_Written request A_: In the passage on highway tolls, by what percentage do toll rates rise each year?

─── Document passage ───

The Public Accounts Committee criticized national highway toll system for its "perpetual tolling" regime that charges commuters indefinitely, regardless of factors like road quality, traffic volume, or affordability.

How Toll is Determined?

Legal framework: Section 7 of the National Highways Act, 1956 empowers the government to levy user fees for services provided on national highways, with rules formulated under the National Highways Fee (Determination of Rates and Collection) Rules, 2008.

Rate calculation: User fees are based on fixed base rates and are not tied to construction cost recovery.

  • Rates increase annually by 3% since April 1, 2008, plus a 40% adjustment for the Wholesale Price Index (WPI) to account for operational and maintenance cost variations.

Collection mechanisms: Government collects tolls on publicly funded highways, while concessionaires manage collection under models like Build-Operate-Transfer (BoT), Toll-Operate-Transfer (ToT), or Infrastructure Investment Trusts (InvITs).

Perpetual collection: A 2008 amendment permits user fee collection, even after the concession period ends, with revenue directed to the Consolidated Fund of India if NHAI manages the highway.

  • Toll collection has increased, from ₹1,046 crore in 2005–06 to ₹55,000 crore in the financial year 2023–24, with ₹25,000 crore allocated to the Consolidated Fund of India.

───

_Written request B_: Convert the part of the records that opens with the line containing "Mark a point on each instance of the distant" and runs to the end of the records into a numbered list, leaving out blank lines.

─── Dataset rows ───

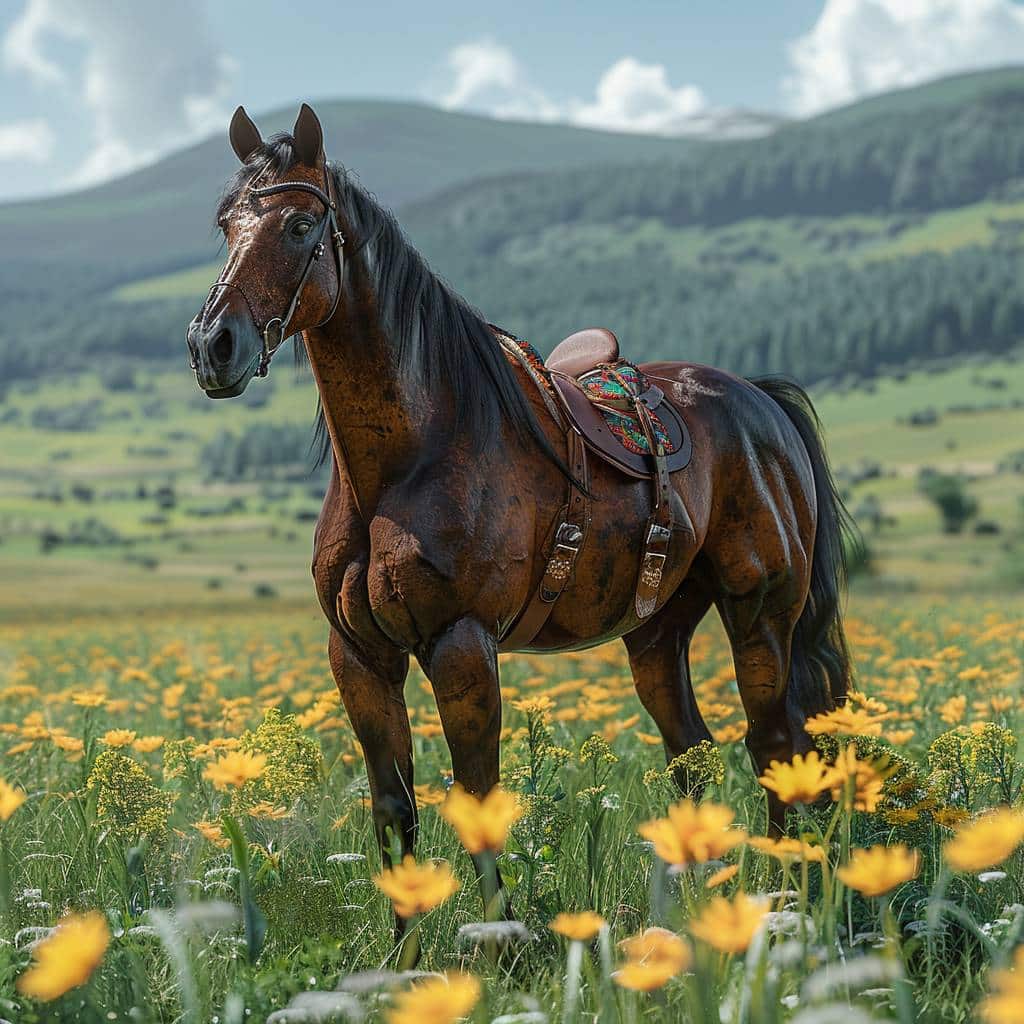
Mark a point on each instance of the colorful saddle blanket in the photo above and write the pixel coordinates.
(602, 386)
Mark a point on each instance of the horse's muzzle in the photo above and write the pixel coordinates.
(224, 349)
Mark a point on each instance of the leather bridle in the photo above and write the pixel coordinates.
(274, 331)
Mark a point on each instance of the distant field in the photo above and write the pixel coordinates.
(203, 553)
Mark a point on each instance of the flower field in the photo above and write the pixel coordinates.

───

_Correct output A_: 3% each year, since April 1, 2008.

_Correct output B_:
1. Mark a point on each instance of the distant field in the photo above and write the pixel coordinates.
2. (203, 553)
3. Mark a point on each instance of the flower field in the photo above and write the pixel coordinates.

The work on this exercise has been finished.